Considerado el poema épico más relevante de la literatura inglesa, El Paraíso perdido empieza –como las epopeyas clásicas- con una invocación a las Musas y utiliza el verso blanco, sin rima, atendiendo sólo a su ritmo. Difiere de ellas, porque, a pesar de su clara tendencia narrativa, reflejada en la extensión de sus líneas, no maneja el hexámetro sino versos con cinco pies cuya sílaba par está acentuada, facilitándole su adaptación a la prosodia de la lengua inglesa. Milton no fue el creador, aunque alcanzó una destreza asombrosa en su uso, siendo imitado después. En realidad, el metro ya había sido empleado antes en piezas teatrales y sonetos por Marlowe –autor de un Fausto– y por Shakespeare. Pero, precisamente, el hecho de que procediera de la poesía dramática, donde existe el diálogo –por cierto, igual que en El Paraíso perdido–, y de la lírica, donde se acentúa la individualidad, convertía la obra en pionera de un nuevo estilo literario. La epopeya había sido hasta entonces un poema objetivo y absoluto que subordinaba las acciones de los héroes a una lógica colectiva, a un pueblo. Aquí, en cambio, el poeta se interponía con sus opiniones y, aunque el marco fuera absoluto por su carácter mítico, el tema principal era la desobediencia, el apartarse de la norma común a todos, donde justamente reside el núcleo del pecado. Las constantes desviaciones métricas en las que incurría Milton mediante cesuras y contracciones respondían también a una visión peculiar del universo, la de que lo perfecto, en cuanto totalidad acabada, incluye de forma necesaria a lo defectuoso, esto es, al error y la equivocación. Por esta razón, algunos ilustrados alemanes rechazaron traducir el poema sintiéndose incapaces de reproducir en su idioma los matices del original.

## EJERCICIO PROPUESTO 1
Enumera todos los autores que se mencionan por su nombre en el texto sobre El Paraíso perdido.
## EJERCICIO PROPUESTO 2
Según el texto sobre El Paraíso perdido, ¿por qué algunos ilustrados alemanes rechazaron traducir el poema? Responde en una a tres oraciones.

## SECCIÓN DE DATOS
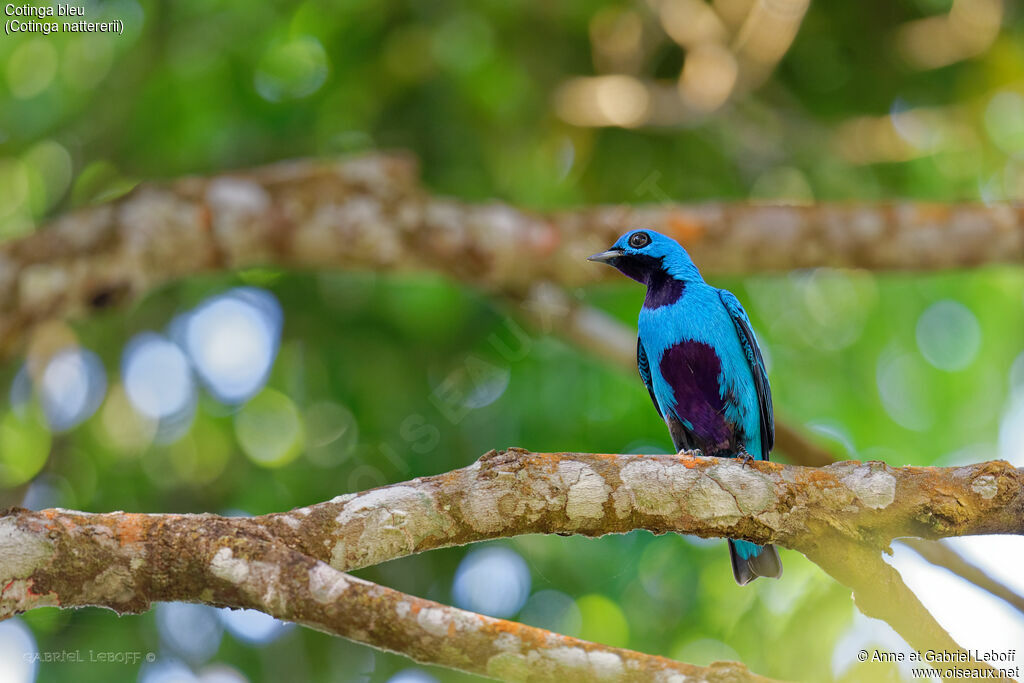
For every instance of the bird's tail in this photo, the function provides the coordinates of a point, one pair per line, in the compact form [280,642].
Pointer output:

## RESPUESTA CORRECTA 1
Milton, Marlowe y Shakespeare.

## RESPUESTA CORRECTA 2
Se sentían incapaces de reproducir en su idioma los matices del original. Esos matices nacían de las constantes desviaciones métricas que Milton introducía mediante cesuras y contracciones. Con ellas expresaba su visión de que lo perfecto, como totalidad acabada, incluye necesariamente lo defectuoso.